#### Text block:
###
Updating the Cyclones in the NBA

One of the best kept secrets in the Big 12 Conference is just how many former Cyclones are currently on NBA rosters. Here's an update on how they fared this past season.

Head male cheerleader.

Paul Shirley used those three words to describe his role on last season's Phoenix Suns team, unafraid to admit he spent most of his time on the bench.

"My role was to stay ready in case of injuries," Shirley said. "But injuries never really took a toll on us, which was a good thing."

A very good thing indeed. The Suns' run-and-gun offense averaged a scorching 110 points per game – almost seven points more than the next closest team.

"It was very different than anything I've seen, really, since high school," he said. "It was fun, it takes thinking out of the game and causes it to be more reactionary, which is the way I think it should be."

Phoenix harbored the best record in the league heading into the NBA playoffs, only to be knocked off by eventual champion San Antonio in the Western Conference finals. Shirley averaged 1.3 points in nine games.

While the rest of the Suns will be looking ahead to next season, Shirley's future is uncertain because Phoenix chose not to renew his contract for next season.

"Right now I'm just twisting in the wind, waiting to find out what's next," Shirley said.

At the moment, Shirley is back home in Kansas City training and waiting for the next step, which could include playing in the NBA's summer league, he said.

Shirley is one of six former Cyclones to play in the NBA last season. While his story is one of uncertainty, the others range from the tragic to the controversial.

Fred Hoiberg had the most up-and-down of seasons. After a number one seed in the Western conference playoffs in 2003-04, Hoiberg's Minnesota Timberwolves looked poised to do the same damage in 2004-05. But the team chemistry wasn't there, and the Wolves weren't winning. Head coach Flip Saunders was fired midway through the season and Minnesota failed to make the playoffs.

However, Hoiberg had another solid year, averaging 5.8 points and nearly 17 minutes per game. He also managed to lead the entire league in three-point percentage, hitting 48.3 percent of his treys, a franchise record.

But after the season, things took a downturn. Hoiberg was born with an abnormally shaped valve in his heart which caused an aneurysm, or enlargement, of his aortic root. This meant he would have to undergo heart surgery.

Thankfully, the Cyclone (and Timberwolf) nation can rest easy for the time being as it was announced Tuesday morning that his surgery was a success.

When and if Hoiberg will return to the court is uncertain.

Jamaal Tinsley, a 2001 Cyclone senior and now an Indiana Pacer, was in the middle of one of the biggest black eyes in NBA history – the Nov. 19 brawl at Detroit. With three of his star teammates suspended for much of the season, Tinsley had to step up his play to stop the bleeding.

That he did, averaging 18 points per game in the months of December and January. But a foot injury in February kept him out until the playoffs where the Pacers fell to the Pistons in the Eastern Conference semifinals.

Former Cyclone Kelvin Cato started much of the season for the Orlando Magic, his third team in his eight-year career. In almost 25 minutes per game, Cato averaged seven points, the second highest average of his career.

Marcus Fizer, the highest Cyclone draft pick ever, underwent off-season knee surgery before getting signed by the Milwaukee Bucks in November. As a reserve, Fizer averaged 6.2 points and 3.2 rebounds in 54 games.
###
#### Listed records:
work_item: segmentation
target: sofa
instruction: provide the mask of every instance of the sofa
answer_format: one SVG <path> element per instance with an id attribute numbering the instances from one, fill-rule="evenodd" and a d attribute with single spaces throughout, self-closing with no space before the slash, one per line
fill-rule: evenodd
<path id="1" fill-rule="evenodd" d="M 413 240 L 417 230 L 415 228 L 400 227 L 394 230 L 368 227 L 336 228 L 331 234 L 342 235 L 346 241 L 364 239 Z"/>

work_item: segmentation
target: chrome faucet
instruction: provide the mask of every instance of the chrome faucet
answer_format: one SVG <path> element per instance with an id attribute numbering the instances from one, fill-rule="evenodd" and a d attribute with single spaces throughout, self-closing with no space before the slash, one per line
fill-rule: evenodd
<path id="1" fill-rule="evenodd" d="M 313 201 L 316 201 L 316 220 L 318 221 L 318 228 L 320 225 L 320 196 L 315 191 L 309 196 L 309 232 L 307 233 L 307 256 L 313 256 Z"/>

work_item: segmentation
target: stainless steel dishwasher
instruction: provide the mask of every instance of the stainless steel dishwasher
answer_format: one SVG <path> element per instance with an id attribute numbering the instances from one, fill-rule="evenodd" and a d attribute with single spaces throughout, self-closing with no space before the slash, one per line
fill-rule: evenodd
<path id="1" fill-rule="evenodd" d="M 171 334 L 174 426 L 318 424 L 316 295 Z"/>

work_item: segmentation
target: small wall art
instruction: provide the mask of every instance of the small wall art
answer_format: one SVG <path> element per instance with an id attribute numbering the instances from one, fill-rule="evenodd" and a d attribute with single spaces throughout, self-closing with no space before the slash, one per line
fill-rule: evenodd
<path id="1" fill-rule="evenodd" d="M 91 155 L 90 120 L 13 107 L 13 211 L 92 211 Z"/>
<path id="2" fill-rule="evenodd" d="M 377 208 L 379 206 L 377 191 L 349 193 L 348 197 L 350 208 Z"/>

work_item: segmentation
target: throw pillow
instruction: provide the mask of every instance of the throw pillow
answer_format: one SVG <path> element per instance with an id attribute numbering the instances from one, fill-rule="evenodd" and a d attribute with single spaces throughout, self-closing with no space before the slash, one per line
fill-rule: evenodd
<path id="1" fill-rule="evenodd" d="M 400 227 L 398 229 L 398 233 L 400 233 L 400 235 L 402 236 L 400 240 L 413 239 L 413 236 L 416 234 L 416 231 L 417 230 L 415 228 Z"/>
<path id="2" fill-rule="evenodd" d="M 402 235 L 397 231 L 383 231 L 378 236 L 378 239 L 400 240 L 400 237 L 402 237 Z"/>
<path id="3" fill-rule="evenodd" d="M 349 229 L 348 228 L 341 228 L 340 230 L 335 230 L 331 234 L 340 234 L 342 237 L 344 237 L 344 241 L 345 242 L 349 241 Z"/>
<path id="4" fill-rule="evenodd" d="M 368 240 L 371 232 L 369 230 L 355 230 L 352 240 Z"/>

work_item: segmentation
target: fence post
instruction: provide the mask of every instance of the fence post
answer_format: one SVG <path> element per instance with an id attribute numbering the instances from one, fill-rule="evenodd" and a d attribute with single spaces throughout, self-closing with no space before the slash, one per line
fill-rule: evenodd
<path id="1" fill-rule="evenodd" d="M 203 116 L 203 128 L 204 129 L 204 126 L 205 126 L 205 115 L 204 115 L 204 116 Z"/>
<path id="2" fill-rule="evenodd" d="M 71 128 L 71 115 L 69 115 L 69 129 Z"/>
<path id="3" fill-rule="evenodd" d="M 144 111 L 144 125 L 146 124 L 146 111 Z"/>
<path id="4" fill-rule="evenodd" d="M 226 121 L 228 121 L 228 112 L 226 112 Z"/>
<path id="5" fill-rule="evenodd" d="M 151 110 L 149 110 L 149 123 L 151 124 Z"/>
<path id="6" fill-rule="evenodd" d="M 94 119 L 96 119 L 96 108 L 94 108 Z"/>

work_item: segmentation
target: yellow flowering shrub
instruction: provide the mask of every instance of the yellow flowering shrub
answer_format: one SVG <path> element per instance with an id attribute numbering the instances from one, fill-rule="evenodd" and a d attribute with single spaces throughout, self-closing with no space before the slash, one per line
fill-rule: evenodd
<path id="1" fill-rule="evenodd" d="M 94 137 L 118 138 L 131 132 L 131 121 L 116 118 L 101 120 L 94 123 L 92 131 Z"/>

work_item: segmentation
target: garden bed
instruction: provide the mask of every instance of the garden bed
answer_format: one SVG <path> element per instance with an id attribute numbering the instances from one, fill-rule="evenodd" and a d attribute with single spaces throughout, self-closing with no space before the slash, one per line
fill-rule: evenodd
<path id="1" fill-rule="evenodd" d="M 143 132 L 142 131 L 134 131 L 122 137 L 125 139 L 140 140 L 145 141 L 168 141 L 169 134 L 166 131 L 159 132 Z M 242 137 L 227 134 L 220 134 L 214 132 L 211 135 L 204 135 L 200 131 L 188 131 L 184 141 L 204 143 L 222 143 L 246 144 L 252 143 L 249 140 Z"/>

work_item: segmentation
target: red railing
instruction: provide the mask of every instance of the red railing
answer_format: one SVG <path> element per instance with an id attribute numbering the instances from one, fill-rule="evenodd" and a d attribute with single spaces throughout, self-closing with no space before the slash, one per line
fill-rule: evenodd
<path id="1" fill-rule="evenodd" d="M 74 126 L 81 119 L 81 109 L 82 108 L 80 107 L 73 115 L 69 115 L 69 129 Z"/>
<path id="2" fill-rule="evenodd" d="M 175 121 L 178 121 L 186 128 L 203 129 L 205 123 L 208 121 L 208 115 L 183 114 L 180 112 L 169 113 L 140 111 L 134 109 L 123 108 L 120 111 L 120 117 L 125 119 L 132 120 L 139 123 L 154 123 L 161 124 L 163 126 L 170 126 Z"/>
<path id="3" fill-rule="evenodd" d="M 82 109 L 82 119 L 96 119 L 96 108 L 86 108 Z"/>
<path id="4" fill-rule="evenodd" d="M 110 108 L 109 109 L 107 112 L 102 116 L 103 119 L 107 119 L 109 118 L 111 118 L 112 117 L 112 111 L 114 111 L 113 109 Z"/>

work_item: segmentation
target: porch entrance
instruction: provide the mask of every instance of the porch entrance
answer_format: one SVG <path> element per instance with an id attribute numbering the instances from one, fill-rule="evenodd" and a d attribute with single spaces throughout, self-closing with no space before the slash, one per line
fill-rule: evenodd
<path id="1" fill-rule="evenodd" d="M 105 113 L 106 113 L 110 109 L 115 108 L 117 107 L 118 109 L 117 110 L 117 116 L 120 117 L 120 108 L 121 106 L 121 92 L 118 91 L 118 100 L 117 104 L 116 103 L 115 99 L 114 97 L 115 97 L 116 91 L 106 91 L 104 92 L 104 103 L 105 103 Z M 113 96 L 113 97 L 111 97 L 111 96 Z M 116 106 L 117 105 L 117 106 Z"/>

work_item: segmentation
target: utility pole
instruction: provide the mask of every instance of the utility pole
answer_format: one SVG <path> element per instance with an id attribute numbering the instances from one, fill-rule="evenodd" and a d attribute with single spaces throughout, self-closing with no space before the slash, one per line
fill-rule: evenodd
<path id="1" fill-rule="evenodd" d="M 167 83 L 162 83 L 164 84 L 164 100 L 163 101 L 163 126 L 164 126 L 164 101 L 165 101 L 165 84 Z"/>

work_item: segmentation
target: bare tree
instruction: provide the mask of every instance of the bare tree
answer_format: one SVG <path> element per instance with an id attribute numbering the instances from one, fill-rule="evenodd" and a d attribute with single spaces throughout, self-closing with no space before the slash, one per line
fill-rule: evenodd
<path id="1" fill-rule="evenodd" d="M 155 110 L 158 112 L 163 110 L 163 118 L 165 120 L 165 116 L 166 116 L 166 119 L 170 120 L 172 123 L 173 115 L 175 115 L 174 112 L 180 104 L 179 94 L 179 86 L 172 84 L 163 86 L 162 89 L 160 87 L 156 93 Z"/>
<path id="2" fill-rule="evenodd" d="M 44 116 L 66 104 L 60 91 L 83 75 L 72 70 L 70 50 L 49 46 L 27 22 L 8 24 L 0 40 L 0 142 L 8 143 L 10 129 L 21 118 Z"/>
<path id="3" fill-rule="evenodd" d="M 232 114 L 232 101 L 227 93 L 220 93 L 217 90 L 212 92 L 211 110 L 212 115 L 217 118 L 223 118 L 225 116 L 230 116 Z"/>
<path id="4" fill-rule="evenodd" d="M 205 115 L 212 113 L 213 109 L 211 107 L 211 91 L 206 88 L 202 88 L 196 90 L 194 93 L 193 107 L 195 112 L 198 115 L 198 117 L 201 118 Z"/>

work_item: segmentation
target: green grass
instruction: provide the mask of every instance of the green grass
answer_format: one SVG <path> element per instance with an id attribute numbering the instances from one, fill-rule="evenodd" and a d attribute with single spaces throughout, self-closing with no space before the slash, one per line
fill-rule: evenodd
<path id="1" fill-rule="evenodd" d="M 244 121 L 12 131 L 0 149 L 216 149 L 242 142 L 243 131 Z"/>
###
#### Apply what you read:
a: In the article on former Cyclones in the NBA, give everything from "A very good" down to "in nine games." again, substituting "reactive" for "reactionary".
b: Answer these questions from the article on former Cyclones in the NBA:
(i) What percentage of his three-point shots did Fred Hoiberg hit?
(ii) Which team signed Marcus Fizer in November?
(iii) How many points per game did the Suns' offense average?

#### Answers for each item:
a:
A very good thing indeed. The Suns' run-and-gun offense averaged a scorching 110 points per game – almost seven points more than the next closest team.

"It was very different than anything I've seen, really, since high school," he said. "It was fun, it takes thinking out of the game and causes it to be more reactive, which is the way I think it should be."

Phoenix harbored the best record in the league heading into the NBA playoffs, only to be knocked off by eventual champion San Antonio in the Western Conference finals. Shirley averaged 1.3 points in nine games.

b:
(i) 48.3 percent
(ii) The Milwaukee Bucks
(iii) 110 points per game